_The task_: Show every line of the data below that contains the string "suit". Copy each matching line unchanged.

(Rows from a dataset)
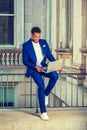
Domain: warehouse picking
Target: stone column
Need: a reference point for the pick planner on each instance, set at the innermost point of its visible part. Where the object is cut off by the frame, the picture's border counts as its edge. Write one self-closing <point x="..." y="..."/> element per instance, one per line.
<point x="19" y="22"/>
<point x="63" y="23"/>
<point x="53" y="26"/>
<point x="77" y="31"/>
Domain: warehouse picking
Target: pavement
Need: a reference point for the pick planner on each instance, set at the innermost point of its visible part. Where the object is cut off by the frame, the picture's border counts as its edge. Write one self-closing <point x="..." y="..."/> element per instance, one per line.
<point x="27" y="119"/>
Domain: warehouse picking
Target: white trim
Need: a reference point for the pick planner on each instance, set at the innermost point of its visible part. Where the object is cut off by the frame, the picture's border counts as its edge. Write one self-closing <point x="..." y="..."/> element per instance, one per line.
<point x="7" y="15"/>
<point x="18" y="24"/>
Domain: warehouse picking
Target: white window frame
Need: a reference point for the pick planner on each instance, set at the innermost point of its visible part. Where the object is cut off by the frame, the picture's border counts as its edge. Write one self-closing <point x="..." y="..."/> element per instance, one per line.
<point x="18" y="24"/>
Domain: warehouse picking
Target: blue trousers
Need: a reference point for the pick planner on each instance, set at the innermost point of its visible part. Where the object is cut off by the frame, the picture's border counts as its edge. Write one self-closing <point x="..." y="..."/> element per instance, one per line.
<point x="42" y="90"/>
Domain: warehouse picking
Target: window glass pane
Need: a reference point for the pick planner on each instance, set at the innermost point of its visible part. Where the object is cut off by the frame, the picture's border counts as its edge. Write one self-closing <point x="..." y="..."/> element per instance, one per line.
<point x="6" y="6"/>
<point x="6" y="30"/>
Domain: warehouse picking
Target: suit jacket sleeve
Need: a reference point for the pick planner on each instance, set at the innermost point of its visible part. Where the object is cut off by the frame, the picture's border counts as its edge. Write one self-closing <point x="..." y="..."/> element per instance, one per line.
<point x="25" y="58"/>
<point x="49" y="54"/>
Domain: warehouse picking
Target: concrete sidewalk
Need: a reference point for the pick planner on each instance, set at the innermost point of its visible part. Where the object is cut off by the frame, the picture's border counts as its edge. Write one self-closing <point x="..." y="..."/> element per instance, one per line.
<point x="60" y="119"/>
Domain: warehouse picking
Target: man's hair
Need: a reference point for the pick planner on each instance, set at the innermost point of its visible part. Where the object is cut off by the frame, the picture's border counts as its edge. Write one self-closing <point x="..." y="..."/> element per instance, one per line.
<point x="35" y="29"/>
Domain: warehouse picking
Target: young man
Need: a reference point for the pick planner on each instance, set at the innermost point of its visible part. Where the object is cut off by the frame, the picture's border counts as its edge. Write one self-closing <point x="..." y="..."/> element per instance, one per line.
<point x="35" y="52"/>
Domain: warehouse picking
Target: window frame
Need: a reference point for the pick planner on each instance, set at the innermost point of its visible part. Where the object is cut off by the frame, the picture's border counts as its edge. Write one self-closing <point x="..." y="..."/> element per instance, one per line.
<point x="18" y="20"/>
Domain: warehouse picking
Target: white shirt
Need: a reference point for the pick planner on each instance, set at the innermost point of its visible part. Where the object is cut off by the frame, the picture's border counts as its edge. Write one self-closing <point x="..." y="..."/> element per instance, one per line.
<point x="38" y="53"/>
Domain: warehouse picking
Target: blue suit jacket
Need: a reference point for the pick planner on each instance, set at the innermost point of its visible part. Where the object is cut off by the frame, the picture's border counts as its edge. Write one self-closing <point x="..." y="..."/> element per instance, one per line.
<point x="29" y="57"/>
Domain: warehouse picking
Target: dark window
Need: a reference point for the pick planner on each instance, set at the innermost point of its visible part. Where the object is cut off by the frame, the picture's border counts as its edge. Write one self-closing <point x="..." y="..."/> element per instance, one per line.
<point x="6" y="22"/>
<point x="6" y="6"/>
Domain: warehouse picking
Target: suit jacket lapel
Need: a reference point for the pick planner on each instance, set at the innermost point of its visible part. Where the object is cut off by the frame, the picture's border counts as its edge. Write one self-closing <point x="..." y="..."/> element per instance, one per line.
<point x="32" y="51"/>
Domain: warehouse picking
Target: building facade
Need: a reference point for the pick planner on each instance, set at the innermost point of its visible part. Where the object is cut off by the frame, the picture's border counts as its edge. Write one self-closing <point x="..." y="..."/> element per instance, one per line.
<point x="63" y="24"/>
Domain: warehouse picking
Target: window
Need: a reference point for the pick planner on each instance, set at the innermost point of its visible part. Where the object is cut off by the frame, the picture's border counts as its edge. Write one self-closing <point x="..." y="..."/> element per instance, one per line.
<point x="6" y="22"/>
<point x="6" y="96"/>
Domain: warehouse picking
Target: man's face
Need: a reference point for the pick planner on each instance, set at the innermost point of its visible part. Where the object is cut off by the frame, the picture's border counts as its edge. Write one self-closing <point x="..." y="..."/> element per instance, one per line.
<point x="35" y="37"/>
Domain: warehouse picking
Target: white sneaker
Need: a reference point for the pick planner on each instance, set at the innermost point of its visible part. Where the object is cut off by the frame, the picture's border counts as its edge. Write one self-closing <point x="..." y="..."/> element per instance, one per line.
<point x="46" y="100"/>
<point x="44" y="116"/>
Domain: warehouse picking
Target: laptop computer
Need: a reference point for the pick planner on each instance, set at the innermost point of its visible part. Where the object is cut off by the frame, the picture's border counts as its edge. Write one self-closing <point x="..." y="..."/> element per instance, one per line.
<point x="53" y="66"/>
...
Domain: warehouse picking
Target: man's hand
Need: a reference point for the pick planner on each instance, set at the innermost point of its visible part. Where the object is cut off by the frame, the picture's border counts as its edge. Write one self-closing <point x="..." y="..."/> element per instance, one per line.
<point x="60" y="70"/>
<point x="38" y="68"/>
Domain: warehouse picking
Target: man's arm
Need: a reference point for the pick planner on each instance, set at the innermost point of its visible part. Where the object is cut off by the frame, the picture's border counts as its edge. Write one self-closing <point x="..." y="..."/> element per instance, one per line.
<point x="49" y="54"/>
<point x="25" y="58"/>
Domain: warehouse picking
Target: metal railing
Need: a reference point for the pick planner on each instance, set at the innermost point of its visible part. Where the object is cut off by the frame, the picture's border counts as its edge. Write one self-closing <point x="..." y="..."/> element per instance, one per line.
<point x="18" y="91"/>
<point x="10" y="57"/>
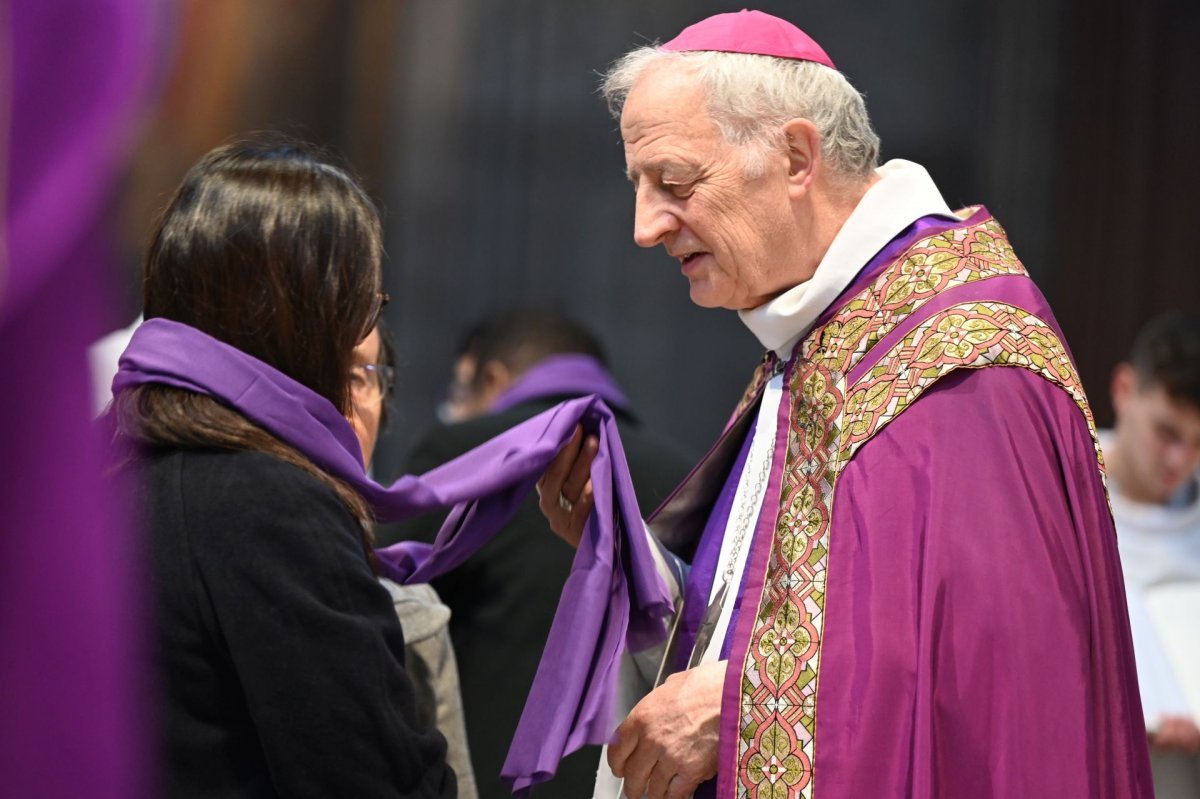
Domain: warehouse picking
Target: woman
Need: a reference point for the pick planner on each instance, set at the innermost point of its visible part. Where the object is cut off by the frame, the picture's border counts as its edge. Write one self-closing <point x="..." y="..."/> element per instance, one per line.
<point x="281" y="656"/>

_Written solution_:
Target: suit jacket sleeve
Target: blue suit jacket
Target: suit jacket lapel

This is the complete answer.